## Exercise description
Name every person the Stoner passage below mentions by name.
Document excerpt below:
Consider these thoughts:
“Now in his middle age he began to to know that it [love] was neither a state of grace nor an illusion; he saw it as a human act of becoming, a condition that was invented and modified moment by moment and day by day, by the will and the intelligence and the heart….
“He dreamed of perfections, of worlds in which they could always be together, and half believed in the possibility of what he dreamed….
“They grew from passion to lust to a deep sensuality that renewed itself from moment to moment….‘Lust and learning,’ Katherine once said. ‘That’s really all there is, isn’t it?’…
“They had been brought up in a tradition that told them…the life of the mind and the life of the senses were separate…That one could intensify the other had never occurred to them; and since the embodiment came before the recognition of the truth, it seemed a discovery that belonged to them alone.” I definitely wanted it to work out.
He was, of course, deceiving Edith; and the word was getting out that “Old Stoner” was having an affair. Enter the “son-of-a-bitch” Lomax who wouldn’t let it go. The matter-of-fact discussion between Stoner and Katherine—of their love and happiness and the end of it—is sad and touching.
Life with Edith, Grace and at the university were a strain as Stoner plodded through that which needed done. He became an oddity on campus. Grace got pregnant, on purpose, escaping the unhappy home. But after WWII, he had the best years of his teaching. “He worked harder than he had ever worked, the students, strange in their maturity, were intensely serious and contemptuous of triviality.”
End of Document excerpt.
Data below:
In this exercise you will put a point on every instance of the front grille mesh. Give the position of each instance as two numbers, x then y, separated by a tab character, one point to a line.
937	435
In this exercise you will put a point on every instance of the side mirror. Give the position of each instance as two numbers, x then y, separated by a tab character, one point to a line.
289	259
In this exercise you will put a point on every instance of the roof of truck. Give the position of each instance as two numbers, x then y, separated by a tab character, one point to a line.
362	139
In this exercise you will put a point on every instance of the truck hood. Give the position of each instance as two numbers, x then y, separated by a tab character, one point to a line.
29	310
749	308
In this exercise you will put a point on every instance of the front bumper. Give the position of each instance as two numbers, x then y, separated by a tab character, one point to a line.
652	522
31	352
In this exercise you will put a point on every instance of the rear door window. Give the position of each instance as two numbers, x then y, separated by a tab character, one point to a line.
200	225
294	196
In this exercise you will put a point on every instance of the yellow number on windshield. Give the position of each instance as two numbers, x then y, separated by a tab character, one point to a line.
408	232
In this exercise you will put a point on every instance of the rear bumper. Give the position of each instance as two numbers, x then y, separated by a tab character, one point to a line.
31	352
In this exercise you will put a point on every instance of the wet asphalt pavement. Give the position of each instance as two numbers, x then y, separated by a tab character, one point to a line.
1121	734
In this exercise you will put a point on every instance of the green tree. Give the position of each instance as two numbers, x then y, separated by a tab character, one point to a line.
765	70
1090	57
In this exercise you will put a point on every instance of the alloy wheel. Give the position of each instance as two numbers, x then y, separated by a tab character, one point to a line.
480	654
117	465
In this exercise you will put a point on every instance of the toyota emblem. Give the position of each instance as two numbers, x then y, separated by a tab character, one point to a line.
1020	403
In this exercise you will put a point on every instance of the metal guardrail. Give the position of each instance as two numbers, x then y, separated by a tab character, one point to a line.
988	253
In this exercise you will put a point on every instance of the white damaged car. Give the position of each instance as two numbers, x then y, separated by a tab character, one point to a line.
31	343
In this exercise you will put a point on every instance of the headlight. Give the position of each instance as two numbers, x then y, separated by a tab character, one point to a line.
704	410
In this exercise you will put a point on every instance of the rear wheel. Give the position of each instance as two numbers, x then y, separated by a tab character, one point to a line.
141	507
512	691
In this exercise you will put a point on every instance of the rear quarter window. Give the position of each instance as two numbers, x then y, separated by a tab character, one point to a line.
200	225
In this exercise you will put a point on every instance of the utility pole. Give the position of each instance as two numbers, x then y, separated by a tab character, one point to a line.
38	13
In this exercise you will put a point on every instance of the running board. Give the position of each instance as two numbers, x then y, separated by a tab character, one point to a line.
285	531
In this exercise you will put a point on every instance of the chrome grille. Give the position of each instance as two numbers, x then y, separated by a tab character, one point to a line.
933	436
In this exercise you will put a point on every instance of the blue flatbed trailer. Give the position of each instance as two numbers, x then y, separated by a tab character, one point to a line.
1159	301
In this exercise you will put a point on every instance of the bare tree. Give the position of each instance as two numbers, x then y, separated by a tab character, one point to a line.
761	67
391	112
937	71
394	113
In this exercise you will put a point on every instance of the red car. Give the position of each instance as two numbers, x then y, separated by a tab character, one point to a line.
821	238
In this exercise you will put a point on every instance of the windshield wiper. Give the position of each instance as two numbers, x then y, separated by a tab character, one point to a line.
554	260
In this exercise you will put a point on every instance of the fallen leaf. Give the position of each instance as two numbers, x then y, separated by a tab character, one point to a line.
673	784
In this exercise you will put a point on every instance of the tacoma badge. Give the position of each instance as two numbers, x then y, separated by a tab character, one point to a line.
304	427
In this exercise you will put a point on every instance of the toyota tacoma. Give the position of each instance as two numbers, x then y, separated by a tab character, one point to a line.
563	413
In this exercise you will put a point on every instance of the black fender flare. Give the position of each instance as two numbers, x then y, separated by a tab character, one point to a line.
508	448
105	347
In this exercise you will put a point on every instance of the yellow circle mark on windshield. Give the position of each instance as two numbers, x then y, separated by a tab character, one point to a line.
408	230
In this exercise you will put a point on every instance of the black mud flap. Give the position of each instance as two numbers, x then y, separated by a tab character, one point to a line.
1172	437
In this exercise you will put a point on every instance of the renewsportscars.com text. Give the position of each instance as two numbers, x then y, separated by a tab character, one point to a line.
End of Data.
## Solution to the exercise
Katherine, Stoner, Edith, Lomax, Grace